**Written exercise:**
Reproduce every line of the records below, requests included, and shift each pixel coordinate in the answers by -125, leaving the numbers in the requests and their format samples unchanged. Omit the pictures from your reproduction.

**Exercise material:**
-- BEGIN --

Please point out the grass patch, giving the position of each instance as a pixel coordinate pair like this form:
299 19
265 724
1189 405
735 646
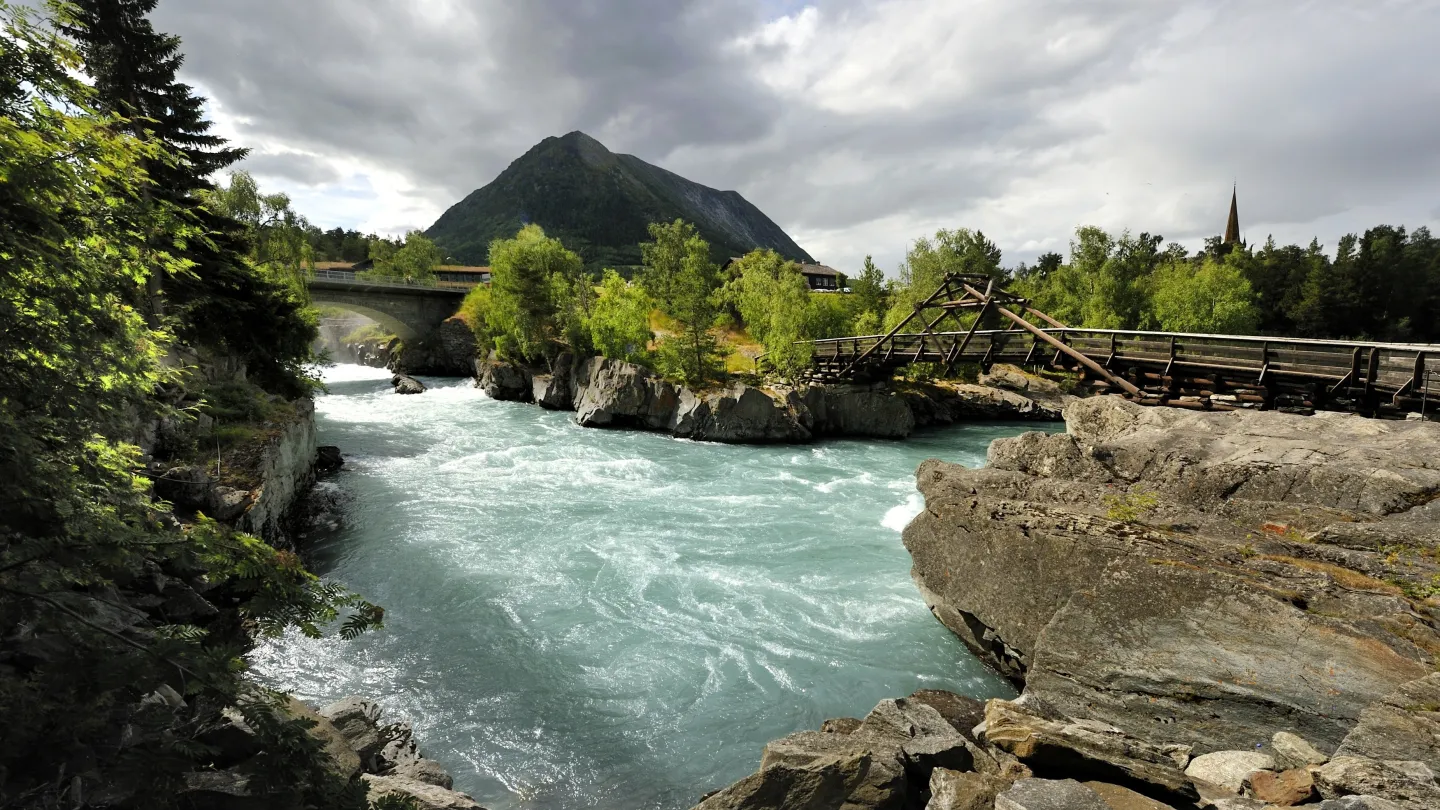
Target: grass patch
1342 577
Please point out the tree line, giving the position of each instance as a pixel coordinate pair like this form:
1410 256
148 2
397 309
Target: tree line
542 303
1383 286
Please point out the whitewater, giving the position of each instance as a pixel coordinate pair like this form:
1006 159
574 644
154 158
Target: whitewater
609 619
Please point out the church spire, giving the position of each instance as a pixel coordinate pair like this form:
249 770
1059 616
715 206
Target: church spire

-- END --

**Reply:**
Please point out the grass patch, giving the position of each instance as a pixel coordinate pair like this form:
299 19
265 724
1189 405
735 646
Target: grass patch
1217 452
Please point out the tree line, giving the position of each instance as a pixel coordinate pair like this form:
1410 256
148 2
397 309
Target: tree line
417 178
1258 161
Please point out the whitewater, giving the position of each instance as a pixel coordinate pair like this form:
1006 159
574 644
154 158
Target: whitewater
484 494
Please point out the church spire, giving the position of each instance as a pixel coordinate pair like this form:
249 770
1059 616
715 206
Target: church spire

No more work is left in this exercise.